> **TO BE DONE**: Rewrite the rows below with each "integer pixel coordinates" changed to "whole-number pixel coordinates" and nothing else altered.

[Stored data entries]
────────────────

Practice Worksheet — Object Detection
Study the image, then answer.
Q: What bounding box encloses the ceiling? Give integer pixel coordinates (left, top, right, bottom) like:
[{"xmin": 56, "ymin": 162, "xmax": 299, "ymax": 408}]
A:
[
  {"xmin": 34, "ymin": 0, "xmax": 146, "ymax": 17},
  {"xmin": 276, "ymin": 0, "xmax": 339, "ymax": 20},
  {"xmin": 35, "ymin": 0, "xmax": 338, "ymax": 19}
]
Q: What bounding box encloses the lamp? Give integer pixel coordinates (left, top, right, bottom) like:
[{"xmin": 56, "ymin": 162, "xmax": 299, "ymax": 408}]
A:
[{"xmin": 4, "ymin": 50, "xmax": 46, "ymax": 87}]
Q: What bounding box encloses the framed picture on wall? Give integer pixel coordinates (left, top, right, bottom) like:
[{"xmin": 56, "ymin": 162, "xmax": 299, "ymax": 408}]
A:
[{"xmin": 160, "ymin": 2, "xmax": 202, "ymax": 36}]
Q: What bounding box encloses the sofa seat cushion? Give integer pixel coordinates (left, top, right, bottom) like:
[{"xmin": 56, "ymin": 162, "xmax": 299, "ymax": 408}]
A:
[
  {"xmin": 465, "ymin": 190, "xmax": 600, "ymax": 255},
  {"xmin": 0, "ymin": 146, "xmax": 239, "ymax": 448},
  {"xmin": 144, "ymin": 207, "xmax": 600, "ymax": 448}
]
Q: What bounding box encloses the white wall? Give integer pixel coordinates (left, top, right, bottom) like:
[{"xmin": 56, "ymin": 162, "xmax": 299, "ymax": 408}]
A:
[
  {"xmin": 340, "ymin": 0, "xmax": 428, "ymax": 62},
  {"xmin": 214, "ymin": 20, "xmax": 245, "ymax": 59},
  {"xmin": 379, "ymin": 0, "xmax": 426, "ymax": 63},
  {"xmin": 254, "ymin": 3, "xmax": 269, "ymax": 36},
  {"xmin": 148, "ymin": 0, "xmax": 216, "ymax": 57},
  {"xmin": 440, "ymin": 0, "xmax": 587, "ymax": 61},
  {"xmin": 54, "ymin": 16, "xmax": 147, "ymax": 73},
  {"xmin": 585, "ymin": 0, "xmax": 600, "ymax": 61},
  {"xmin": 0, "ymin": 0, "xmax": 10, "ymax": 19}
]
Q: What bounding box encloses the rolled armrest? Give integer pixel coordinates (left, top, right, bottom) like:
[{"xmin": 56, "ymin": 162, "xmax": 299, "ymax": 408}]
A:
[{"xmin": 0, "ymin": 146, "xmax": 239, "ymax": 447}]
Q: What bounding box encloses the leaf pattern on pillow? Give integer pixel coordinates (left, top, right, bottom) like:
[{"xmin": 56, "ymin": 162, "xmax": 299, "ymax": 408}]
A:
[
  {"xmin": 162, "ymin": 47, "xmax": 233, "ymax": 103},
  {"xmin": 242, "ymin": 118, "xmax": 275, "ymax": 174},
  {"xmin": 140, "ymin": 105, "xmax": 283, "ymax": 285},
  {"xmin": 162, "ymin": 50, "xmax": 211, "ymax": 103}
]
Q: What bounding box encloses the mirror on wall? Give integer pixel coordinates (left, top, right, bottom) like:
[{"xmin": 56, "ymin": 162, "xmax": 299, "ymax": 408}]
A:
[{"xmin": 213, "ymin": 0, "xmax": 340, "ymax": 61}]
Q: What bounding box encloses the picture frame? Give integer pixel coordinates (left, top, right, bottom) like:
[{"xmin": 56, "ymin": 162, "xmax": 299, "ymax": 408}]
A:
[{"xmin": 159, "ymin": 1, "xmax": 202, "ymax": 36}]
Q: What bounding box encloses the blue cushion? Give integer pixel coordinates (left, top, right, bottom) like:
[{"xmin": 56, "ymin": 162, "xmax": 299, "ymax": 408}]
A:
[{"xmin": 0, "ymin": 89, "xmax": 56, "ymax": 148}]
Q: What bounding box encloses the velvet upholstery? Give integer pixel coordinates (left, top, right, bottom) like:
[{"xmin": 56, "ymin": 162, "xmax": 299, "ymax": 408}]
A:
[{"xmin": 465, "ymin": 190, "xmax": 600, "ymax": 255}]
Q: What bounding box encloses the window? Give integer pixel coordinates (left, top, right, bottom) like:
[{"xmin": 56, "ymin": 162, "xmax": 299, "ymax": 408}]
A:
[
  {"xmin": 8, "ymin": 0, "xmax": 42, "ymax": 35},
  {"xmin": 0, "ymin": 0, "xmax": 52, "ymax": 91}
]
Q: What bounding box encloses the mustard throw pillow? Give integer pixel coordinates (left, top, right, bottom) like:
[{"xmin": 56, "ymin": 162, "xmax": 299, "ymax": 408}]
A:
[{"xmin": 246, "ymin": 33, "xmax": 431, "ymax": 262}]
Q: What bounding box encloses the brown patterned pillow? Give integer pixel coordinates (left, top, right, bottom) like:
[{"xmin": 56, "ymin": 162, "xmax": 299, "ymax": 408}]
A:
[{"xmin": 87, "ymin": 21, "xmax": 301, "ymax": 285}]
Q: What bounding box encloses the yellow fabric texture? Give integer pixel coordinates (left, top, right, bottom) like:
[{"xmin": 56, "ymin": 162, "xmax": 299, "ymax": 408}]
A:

────────────────

> **ANSWER TO THIS EXERCISE**:
Practice Worksheet — Object Detection
Study the image, then answer.
Q: What bounding box encloses the ceiling? Give whole-number pixel coordinates (left, top, right, bottom) like:
[{"xmin": 56, "ymin": 162, "xmax": 299, "ymax": 408}]
A:
[
  {"xmin": 34, "ymin": 0, "xmax": 146, "ymax": 17},
  {"xmin": 276, "ymin": 0, "xmax": 339, "ymax": 20},
  {"xmin": 35, "ymin": 0, "xmax": 338, "ymax": 19}
]
Q: What bounding box encloses the lamp? Give whole-number pixel coordinates (left, top, right, bottom) like:
[{"xmin": 56, "ymin": 162, "xmax": 299, "ymax": 408}]
A:
[{"xmin": 4, "ymin": 50, "xmax": 46, "ymax": 87}]
Q: What bounding box encloses the framed picture on wall? Give whole-number pixel coordinates (left, top, right, bottom) like:
[{"xmin": 56, "ymin": 162, "xmax": 299, "ymax": 408}]
A:
[{"xmin": 160, "ymin": 2, "xmax": 202, "ymax": 36}]
Q: What bounding box encloses the sofa seat cushion? Give whole-number pixel coordinates (left, top, right, bottom) like:
[{"xmin": 56, "ymin": 162, "xmax": 299, "ymax": 408}]
A:
[
  {"xmin": 465, "ymin": 190, "xmax": 600, "ymax": 255},
  {"xmin": 0, "ymin": 146, "xmax": 239, "ymax": 448},
  {"xmin": 144, "ymin": 207, "xmax": 600, "ymax": 448}
]
Q: What bounding box encloses the white wall? Give whole-number pixel coordinates (left, top, right, bottom) like:
[{"xmin": 56, "ymin": 162, "xmax": 299, "ymax": 408}]
A:
[
  {"xmin": 340, "ymin": 0, "xmax": 428, "ymax": 62},
  {"xmin": 214, "ymin": 20, "xmax": 245, "ymax": 59},
  {"xmin": 379, "ymin": 0, "xmax": 426, "ymax": 63},
  {"xmin": 254, "ymin": 3, "xmax": 269, "ymax": 36},
  {"xmin": 148, "ymin": 0, "xmax": 216, "ymax": 57},
  {"xmin": 440, "ymin": 0, "xmax": 587, "ymax": 61},
  {"xmin": 54, "ymin": 16, "xmax": 147, "ymax": 73},
  {"xmin": 585, "ymin": 0, "xmax": 600, "ymax": 61},
  {"xmin": 0, "ymin": 0, "xmax": 10, "ymax": 19}
]
Q: What bounding box encloses the rolled armrest? Give whole-number pixel coordinates (left, top, right, bottom) like:
[{"xmin": 56, "ymin": 162, "xmax": 299, "ymax": 408}]
A:
[{"xmin": 0, "ymin": 146, "xmax": 239, "ymax": 447}]
Q: What bounding box encloses the leaf pattern on pillow? Give whole-number pixel coordinates (left, top, right, bottom) like:
[{"xmin": 56, "ymin": 162, "xmax": 299, "ymax": 408}]
A:
[
  {"xmin": 162, "ymin": 47, "xmax": 233, "ymax": 103},
  {"xmin": 242, "ymin": 118, "xmax": 275, "ymax": 174},
  {"xmin": 140, "ymin": 105, "xmax": 283, "ymax": 285},
  {"xmin": 162, "ymin": 50, "xmax": 211, "ymax": 103}
]
Q: What bounding box encloses the mirror on wall? Give whole-number pixel coordinates (left, top, right, bottom) like:
[{"xmin": 56, "ymin": 162, "xmax": 299, "ymax": 408}]
A:
[{"xmin": 213, "ymin": 0, "xmax": 340, "ymax": 61}]
Q: What bounding box encloses the picture frame? Give whole-number pixel coordinates (left, top, right, bottom) like:
[{"xmin": 56, "ymin": 162, "xmax": 299, "ymax": 408}]
A:
[{"xmin": 159, "ymin": 1, "xmax": 202, "ymax": 36}]
Q: What bounding box encloses the blue cushion? Give whole-number pixel coordinates (left, top, right, bottom) like:
[{"xmin": 56, "ymin": 162, "xmax": 299, "ymax": 408}]
A:
[{"xmin": 0, "ymin": 89, "xmax": 56, "ymax": 148}]
Q: What bounding box encloses the velvet upholstery? Give whole-number pixel coordinates (left, top, right, bottom) like:
[{"xmin": 56, "ymin": 162, "xmax": 299, "ymax": 408}]
A:
[{"xmin": 465, "ymin": 190, "xmax": 600, "ymax": 255}]
Q: What bounding box encloses the window? Give whole-number pixel coordinates (left, top, right, bottom) like:
[{"xmin": 56, "ymin": 162, "xmax": 299, "ymax": 408}]
A:
[
  {"xmin": 8, "ymin": 0, "xmax": 42, "ymax": 35},
  {"xmin": 0, "ymin": 0, "xmax": 52, "ymax": 91}
]
Q: What bounding box encloses the mustard throw pillow? Give whole-number pixel coordinates (left, top, right, bottom) like:
[{"xmin": 56, "ymin": 162, "xmax": 299, "ymax": 408}]
A:
[{"xmin": 246, "ymin": 33, "xmax": 431, "ymax": 262}]
Q: What bounding box encloses the brown patterned pillow? Give whole-number pixel coordinates (left, top, right, bottom) like:
[{"xmin": 56, "ymin": 162, "xmax": 299, "ymax": 408}]
A:
[{"xmin": 87, "ymin": 21, "xmax": 301, "ymax": 285}]
Q: What bounding box encloses the yellow fabric texture? Give whole-number pixel coordinates (left, top, right, bottom) like:
[{"xmin": 56, "ymin": 162, "xmax": 299, "ymax": 408}]
A:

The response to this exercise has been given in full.